• Text passage:

We gave hundreds and hundreds and hundreds of millions of dollars to just a handful of contractors involved in the aid and development space in Iraq and Afghanistan and then in Haiti, and audit after audit shows poor results, lacks financial management, and all of these things, tons of problems, and yet we just keep doing it. We just keep doing it again and again and again. And it leads you to believe that for us in the United States, the goal of this is not actually the development we say it is, but something else, because why else would you keep doing the same flawed thing over and over and over again.
So it's actually profitable for the foreign aid industry, even if it's not profitable for the people that supposedly we're doing it for.
I often say this. You know, in many ways, US foreign assistance has become as much a jobs program here as it has in any place else, or certainly in Haiti. Look, you know how it is in Congress. It's hard to convince Congress to pass a foreign aid bill unless there's something for individual constituents and for the US. We ship food aid on US ships and it goes from excess crops from US farmers, but that has a big impact on the ground in Haiti. We make it harder for Haiti to feed itself, and then we're act surprised when Haitians are looking to come to the US. But we have to look at some of these root causes that are causing this and really simple changes that we could make that could go a long way towards reversing that dynamic.
One of your points, this is a problem of as you put in silos, but as we provided food aid, we actually undermined local farmers.
Right exactly, We're taking away their market.

• Dataset excerpts:
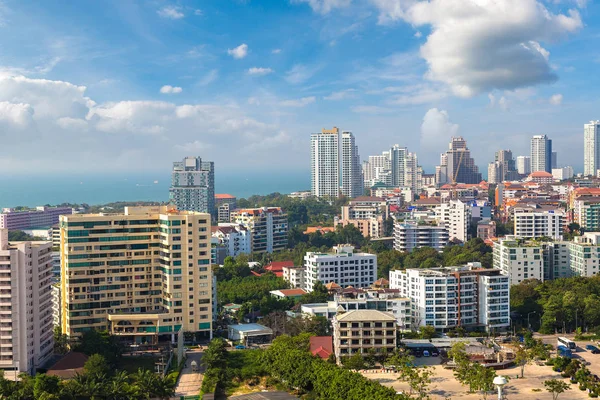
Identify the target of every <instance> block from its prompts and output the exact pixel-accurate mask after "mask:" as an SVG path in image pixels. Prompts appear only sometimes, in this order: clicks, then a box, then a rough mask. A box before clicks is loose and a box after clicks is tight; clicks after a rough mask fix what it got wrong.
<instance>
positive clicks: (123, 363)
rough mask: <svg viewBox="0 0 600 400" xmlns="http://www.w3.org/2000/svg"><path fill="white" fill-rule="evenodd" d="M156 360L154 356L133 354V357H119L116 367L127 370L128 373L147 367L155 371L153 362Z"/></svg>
mask: <svg viewBox="0 0 600 400" xmlns="http://www.w3.org/2000/svg"><path fill="white" fill-rule="evenodd" d="M157 361H158V358H156V357H149V356H133V357H128V356H125V357H121V360H120V362H119V367H118V369H120V370H123V371H127V372H128V373H130V374H131V373H134V372H137V370H138V369H140V368H141V369H148V370H150V371H156V367H155V366H154V364H155V363H156V362H157Z"/></svg>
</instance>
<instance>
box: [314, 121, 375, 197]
mask: <svg viewBox="0 0 600 400" xmlns="http://www.w3.org/2000/svg"><path fill="white" fill-rule="evenodd" d="M310 146H311V150H310V157H311V159H310V166H311V194H312V195H313V196H317V197H324V196H328V197H338V196H339V195H340V194H342V195H344V196H348V197H356V196H361V195H362V194H363V177H362V169H361V165H360V157H359V155H358V146H356V143H355V140H354V135H353V134H352V133H351V132H341V133H340V130H339V129H338V128H336V127H334V128H333V129H330V130H328V129H323V130H322V131H321V133H313V134H312V135H311V138H310Z"/></svg>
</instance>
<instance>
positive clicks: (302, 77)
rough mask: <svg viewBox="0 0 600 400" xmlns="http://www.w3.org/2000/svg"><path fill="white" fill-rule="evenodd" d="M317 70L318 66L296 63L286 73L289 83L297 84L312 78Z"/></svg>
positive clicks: (301, 82) (296, 84)
mask: <svg viewBox="0 0 600 400" xmlns="http://www.w3.org/2000/svg"><path fill="white" fill-rule="evenodd" d="M316 72H317V68H314V67H307V66H306V65H302V64H296V65H294V66H293V67H292V68H291V69H290V70H289V71H288V72H286V74H285V80H286V81H287V82H288V83H291V84H294V85H297V84H299V83H303V82H305V81H307V80H308V79H310V78H311V77H312V76H313V75H314V74H315V73H316Z"/></svg>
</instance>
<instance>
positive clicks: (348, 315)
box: [336, 310, 396, 322]
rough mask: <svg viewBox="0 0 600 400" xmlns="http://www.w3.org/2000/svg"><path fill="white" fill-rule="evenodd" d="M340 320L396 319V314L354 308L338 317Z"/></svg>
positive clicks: (349, 320) (364, 320)
mask: <svg viewBox="0 0 600 400" xmlns="http://www.w3.org/2000/svg"><path fill="white" fill-rule="evenodd" d="M336 319H337V320H338V321H346V322H348V321H396V317H394V314H392V313H389V312H384V311H378V310H353V311H348V312H347V313H344V314H342V315H338V316H337V317H336Z"/></svg>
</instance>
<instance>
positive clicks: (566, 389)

• Instruction 1: In the passage on US foreign aid to Haiti, where do the excess crops shipped as US food aid come from?
• Instruction 2: Carry on the passage on US foreign aid to Haiti, picking up after its final line.

• Exercise output 1: They come from US farmers.

• Exercise output 2:
Free food aid in the aftermath of the earthquake. Like, yes, I mean people do need food. I mean that's important, but local farmers can't compete with free And in the end, it's important that Haiti be able to feed itself and not just be relying on aid continually. And that's important for all sorts of reasons. It's important for Haiti's sovereignty, it's important for the United States. This is in everyone's interest to see that outcome. And yet these policies are doing the exact opposite. Right now, there's a tremendous humanitarian crisis in Haiti, more than a million right on the edge of famine levels of hunger, and everyone wants to act again. Everyone wants to do something, and I applaud them for wanting to do something. It's good that we want to do something, but we have to make sure that something isn't going to repeat this cycle that we've seen played out so many times in Haiti history and in our history of involvement with Haiti.
As you point out in your books, you have such depths of corruption in the Haitian system that, it seems to me makes it almost impossible to really have an honest aid program inside the country. So the aid program, since they has to adapt to the realities of how things work well, I.
Think to an extent, yes, from a very just realist perspective. Right you put money into Haiti, and a Haitian takes money off the top in corruption.
It's only eighty percent that makes it to the ground.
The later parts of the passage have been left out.